**What to produce**
Render every line of the material below as a Markdown table with the columns Row and Line, numbering the rows in order and leaving out any blank lines.

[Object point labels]
——

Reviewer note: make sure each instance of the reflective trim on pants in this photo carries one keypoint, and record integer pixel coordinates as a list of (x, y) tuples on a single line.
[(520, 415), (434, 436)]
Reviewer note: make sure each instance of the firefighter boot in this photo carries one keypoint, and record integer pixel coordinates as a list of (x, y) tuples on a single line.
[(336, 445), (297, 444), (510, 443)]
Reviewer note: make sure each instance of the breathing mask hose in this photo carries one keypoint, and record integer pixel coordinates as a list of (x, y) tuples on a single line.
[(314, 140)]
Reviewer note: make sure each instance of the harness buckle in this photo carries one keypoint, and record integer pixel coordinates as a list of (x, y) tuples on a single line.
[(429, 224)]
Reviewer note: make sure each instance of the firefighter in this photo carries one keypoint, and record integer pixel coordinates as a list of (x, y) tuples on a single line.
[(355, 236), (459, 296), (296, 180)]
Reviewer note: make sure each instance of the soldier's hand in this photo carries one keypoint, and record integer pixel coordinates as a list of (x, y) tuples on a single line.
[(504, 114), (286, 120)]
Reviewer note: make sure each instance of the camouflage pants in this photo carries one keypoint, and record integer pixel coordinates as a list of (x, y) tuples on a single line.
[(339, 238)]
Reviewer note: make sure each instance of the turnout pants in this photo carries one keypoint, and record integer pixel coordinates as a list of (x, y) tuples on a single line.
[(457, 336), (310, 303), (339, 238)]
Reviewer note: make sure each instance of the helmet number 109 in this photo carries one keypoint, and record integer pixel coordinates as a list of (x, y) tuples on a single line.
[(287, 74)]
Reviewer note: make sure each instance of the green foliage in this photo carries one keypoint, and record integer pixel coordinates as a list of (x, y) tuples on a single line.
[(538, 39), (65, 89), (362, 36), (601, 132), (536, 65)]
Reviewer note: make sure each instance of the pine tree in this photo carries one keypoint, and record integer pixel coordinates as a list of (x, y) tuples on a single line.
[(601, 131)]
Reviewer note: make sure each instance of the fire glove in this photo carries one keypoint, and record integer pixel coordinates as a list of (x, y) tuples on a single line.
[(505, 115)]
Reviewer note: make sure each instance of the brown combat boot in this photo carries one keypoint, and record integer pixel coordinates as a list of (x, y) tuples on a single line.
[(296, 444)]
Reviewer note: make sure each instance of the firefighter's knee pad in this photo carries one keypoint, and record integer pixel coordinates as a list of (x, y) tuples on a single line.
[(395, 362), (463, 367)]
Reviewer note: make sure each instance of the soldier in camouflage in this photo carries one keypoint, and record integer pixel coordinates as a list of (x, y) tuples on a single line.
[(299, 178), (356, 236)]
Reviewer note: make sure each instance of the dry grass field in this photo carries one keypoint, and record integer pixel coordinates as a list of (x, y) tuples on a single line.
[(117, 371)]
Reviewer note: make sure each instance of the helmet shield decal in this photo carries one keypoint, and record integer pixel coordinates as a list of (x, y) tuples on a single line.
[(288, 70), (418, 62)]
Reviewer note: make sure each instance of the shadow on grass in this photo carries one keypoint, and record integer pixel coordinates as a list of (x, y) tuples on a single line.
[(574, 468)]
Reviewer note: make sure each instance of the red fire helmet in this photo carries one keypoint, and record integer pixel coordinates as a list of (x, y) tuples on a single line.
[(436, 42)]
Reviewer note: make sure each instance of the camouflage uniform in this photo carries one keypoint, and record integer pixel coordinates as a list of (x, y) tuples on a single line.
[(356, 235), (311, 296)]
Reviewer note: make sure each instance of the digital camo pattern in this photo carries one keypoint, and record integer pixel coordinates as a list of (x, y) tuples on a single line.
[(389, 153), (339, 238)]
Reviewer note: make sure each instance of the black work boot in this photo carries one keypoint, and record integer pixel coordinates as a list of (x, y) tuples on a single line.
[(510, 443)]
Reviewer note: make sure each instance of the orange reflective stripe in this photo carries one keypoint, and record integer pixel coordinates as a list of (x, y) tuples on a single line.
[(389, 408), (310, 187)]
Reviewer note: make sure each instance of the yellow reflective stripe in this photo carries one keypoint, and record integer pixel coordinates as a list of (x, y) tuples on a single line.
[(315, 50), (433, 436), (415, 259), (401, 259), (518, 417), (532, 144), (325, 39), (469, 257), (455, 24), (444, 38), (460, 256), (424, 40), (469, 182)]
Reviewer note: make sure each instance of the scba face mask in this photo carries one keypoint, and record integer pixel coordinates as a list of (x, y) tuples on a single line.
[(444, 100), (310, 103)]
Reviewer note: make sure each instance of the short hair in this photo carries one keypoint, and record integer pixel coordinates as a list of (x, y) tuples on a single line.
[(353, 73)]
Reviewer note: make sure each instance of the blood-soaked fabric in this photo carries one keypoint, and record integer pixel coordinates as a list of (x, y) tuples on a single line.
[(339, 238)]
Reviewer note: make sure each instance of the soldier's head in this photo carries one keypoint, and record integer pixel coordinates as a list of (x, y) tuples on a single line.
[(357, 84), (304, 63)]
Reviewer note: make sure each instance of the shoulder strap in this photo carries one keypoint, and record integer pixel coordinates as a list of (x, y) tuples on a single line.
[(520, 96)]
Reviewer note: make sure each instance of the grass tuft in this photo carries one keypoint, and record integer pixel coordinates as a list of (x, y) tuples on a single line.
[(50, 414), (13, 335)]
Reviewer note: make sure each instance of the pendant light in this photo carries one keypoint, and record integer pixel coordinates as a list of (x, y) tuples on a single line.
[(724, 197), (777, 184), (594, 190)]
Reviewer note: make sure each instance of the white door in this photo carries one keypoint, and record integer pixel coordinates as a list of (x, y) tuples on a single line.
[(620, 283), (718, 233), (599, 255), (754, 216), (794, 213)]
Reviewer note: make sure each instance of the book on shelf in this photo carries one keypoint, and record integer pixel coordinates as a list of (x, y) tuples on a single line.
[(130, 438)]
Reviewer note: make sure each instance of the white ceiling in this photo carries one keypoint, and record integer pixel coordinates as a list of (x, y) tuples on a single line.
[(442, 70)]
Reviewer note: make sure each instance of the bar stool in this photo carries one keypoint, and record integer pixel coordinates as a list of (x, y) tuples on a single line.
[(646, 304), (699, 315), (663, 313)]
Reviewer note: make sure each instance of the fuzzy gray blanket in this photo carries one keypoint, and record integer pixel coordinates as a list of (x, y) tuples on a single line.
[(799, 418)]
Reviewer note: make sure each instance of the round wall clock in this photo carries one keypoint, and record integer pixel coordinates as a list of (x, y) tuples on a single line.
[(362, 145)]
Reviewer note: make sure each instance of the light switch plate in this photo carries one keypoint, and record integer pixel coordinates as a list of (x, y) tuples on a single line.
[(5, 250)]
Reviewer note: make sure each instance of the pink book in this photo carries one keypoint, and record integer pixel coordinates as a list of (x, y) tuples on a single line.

——

**Problem solution**
| Row | Line |
|---|---|
| 1 | Reviewer note: make sure each instance of the reflective trim on pants in this photo carries one keypoint, and record integer pixel coordinates as a list of (x, y) tuples on a single line. |
| 2 | [(520, 415), (434, 436)] |
| 3 | Reviewer note: make sure each instance of the firefighter boot in this photo carries one keypoint, and record integer pixel coordinates as a list of (x, y) tuples on a single line. |
| 4 | [(336, 445), (297, 444), (510, 443)] |
| 5 | Reviewer note: make sure each instance of the breathing mask hose in this photo carries one keypoint, and record integer pixel coordinates as a list of (x, y) tuples on a single line. |
| 6 | [(314, 140)] |
| 7 | Reviewer note: make sure each instance of the harness buckle in this photo carries one keypoint, and record integer pixel coordinates as a list of (x, y) tuples on a single line. |
| 8 | [(429, 224)] |
| 9 | Reviewer note: make sure each instance of the firefighter in this photo carries one keypoint, and record integer pixel coordinates as a list of (x, y) tuples on a single line. |
| 10 | [(355, 236), (459, 296), (296, 180)] |
| 11 | Reviewer note: make sure each instance of the soldier's hand in this photo carries one keypoint, and record integer pixel coordinates as a list of (x, y) tuples on a single line. |
| 12 | [(504, 114), (286, 120)] |
| 13 | Reviewer note: make sure each instance of the camouflage pants in this photo carries one keypoint, and record integer pixel coordinates as a list of (x, y) tuples on a single line. |
| 14 | [(339, 238)] |
| 15 | Reviewer note: make sure each instance of the turnout pants in this photo carries one keypoint, and record integer pixel coordinates as a list of (x, y) tuples on a single line. |
| 16 | [(457, 336), (310, 303), (339, 238)] |
| 17 | Reviewer note: make sure each instance of the helmet number 109 in this photo carries one keypoint, and record integer pixel coordinates as a list of (x, y) tuples on a single line. |
| 18 | [(287, 74)] |
| 19 | Reviewer note: make sure each instance of the green foliage in this photo carries one keypoint, and record integer pixel coordinates as a list of (x, y) tuples on a single line. |
| 20 | [(538, 39), (65, 89), (362, 36), (601, 132), (536, 65)] |
| 21 | Reviewer note: make sure each instance of the pine tree in this photo carries one keypoint, and record integer pixel coordinates as a list of (x, y) tuples on a single line. |
| 22 | [(601, 131)] |
| 23 | Reviewer note: make sure each instance of the fire glove in this photo carries one keypoint, and record integer pixel coordinates as a list of (x, y) tuples on a single line. |
| 24 | [(505, 115)] |
| 25 | Reviewer note: make sure each instance of the brown combat boot in this photo carries one keypoint, and record integer pixel coordinates as a list of (x, y) tuples on a single line. |
| 26 | [(296, 444)] |
| 27 | Reviewer note: make sure each instance of the firefighter's knee pad in this photo carries one keypoint, and record integer pixel coordinates as a list of (x, y) tuples on a single line. |
| 28 | [(395, 362), (463, 367)] |
| 29 | Reviewer note: make sure each instance of the soldier in camouflage in this photo carries one keypoint, and record integer pixel coordinates as a list of (x, y) tuples on a single line. |
| 30 | [(299, 178), (356, 236)] |
| 31 | Reviewer note: make sure each instance of the dry grass field in this photo carries one keypoint, and record integer pixel coordinates as a list of (x, y) tuples on a single line. |
| 32 | [(117, 371)] |
| 33 | Reviewer note: make sure each instance of the helmet shield decal in this photo carries one keypoint, and record integer pixel coordinates as a list of (x, y) tuples on a single line. |
| 34 | [(288, 70), (418, 62)] |
| 35 | Reviewer note: make sure each instance of the shadow on grass in this photo carries one keypoint, and record integer pixel coordinates as a list of (x, y) tuples on a single line. |
| 36 | [(574, 468)] |
| 37 | Reviewer note: make sure each instance of the red fire helmet in this photo carries one keypoint, and record integer pixel coordinates as a list of (x, y) tuples on a single line. |
| 38 | [(436, 42)] |
| 39 | Reviewer note: make sure each instance of the camouflage uniform in this photo carries one keypoint, and record integer pixel coordinates as a list of (x, y) tuples on a single line. |
| 40 | [(356, 235), (311, 296)] |
| 41 | Reviewer note: make sure each instance of the digital camo pattern in this photo carries one keypoint, and record integer pixel coordinates as a list of (x, y) tuples on a single line. |
| 42 | [(389, 153), (339, 238)] |
| 43 | Reviewer note: make sure each instance of the black work boot in this photo carries one keypoint, and record integer pixel coordinates as a list of (x, y) tuples on a single line. |
| 44 | [(510, 443)] |
| 45 | Reviewer note: make sure each instance of the orange reflective stripe in this photo carries one keypoint, and record integer pixel coordinates as a list of (x, y) tuples on a single line. |
| 46 | [(389, 408), (310, 187)] |
| 47 | Reviewer note: make sure each instance of the yellow reflective stripe in this photo carries one keypoint, and record integer pixel coordinates as a list of (x, y) tuples on a single line. |
| 48 | [(315, 50), (433, 436), (415, 259), (401, 259), (518, 417), (532, 144), (325, 39), (469, 257), (455, 24), (444, 38), (460, 256), (424, 40), (469, 182)] |
| 49 | Reviewer note: make sure each instance of the scba face mask in this photo carries one keypoint, and record integer pixel coordinates as a list of (x, y) tuples on a single line. |
| 50 | [(444, 100), (310, 103)] |
| 51 | Reviewer note: make sure each instance of the short hair in this photo carries one keypoint, and record integer pixel coordinates as a list of (x, y) tuples on a single line. |
| 52 | [(353, 73)] |
| 53 | Reviewer note: make sure each instance of the blood-soaked fabric in this photo carries one keypoint, and record integer pixel coordinates as a list of (x, y) tuples on a single line. |
| 54 | [(339, 238)] |
| 55 | Reviewer note: make sure each instance of the soldier's head in this photo carries one keypoint, and record integer pixel coordinates as a list of (x, y) tuples on a single line. |
| 56 | [(357, 84), (304, 63)] |
| 57 | Reviewer note: make sure each instance of the shoulder strap in this photo carries one keypoint, and record integer pixel coordinates as a list of (x, y) tuples on a single line. |
| 58 | [(520, 96)] |
| 59 | Reviewer note: make sure each instance of the grass tuft in this photo carries one keypoint, and record integer pixel coordinates as a list of (x, y) tuples on a single line. |
| 60 | [(50, 414), (13, 335)] |
| 61 | Reviewer note: make sure each instance of the pendant light in this photo carries one keypoint, and record integer pixel coordinates as a list of (x, y) tuples on a single line. |
| 62 | [(724, 197), (777, 184), (594, 190)] |
| 63 | Reviewer note: make sure each instance of the white door in this photo carries one keypoint, and record integer pixel coordinates as a list of (x, y) tuples on a single line. |
| 64 | [(620, 283), (718, 233), (599, 255), (754, 216), (794, 213)] |
| 65 | Reviewer note: make sure each instance of the book on shelf in this photo carries one keypoint, and record integer pixel coordinates as a list of (x, y) tuples on a single line. |
| 66 | [(130, 438)] |
| 67 | Reviewer note: make sure each instance of the white ceiling in this photo carries one keypoint, and record integer pixel coordinates as a list of (x, y) tuples on a single line. |
| 68 | [(442, 70)] |
| 69 | Reviewer note: make sure each instance of the bar stool in this photo carries one keypoint, and record integer pixel coordinates as a list of (x, y) tuples on a single line. |
| 70 | [(646, 304), (699, 315), (663, 313)] |
| 71 | Reviewer note: make sure each instance of the fuzzy gray blanket in this photo carries one keypoint, and record integer pixel coordinates as a list of (x, y) tuples on a single line. |
| 72 | [(799, 418)] |
| 73 | Reviewer note: make sure each instance of the round wall clock in this photo carries one keypoint, and record integer pixel coordinates as a list of (x, y) tuples on a single line. |
| 74 | [(362, 145)] |
| 75 | Reviewer note: make sure each instance of the light switch plate in this photo carries one keypoint, and record integer pixel coordinates as a list of (x, y) tuples on a single line. |
| 76 | [(5, 250)] |
| 77 | Reviewer note: make sure each instance of the pink book in this photo carries one keypoint, and record integer pixel coordinates as a list of (x, y) tuples on a single line. |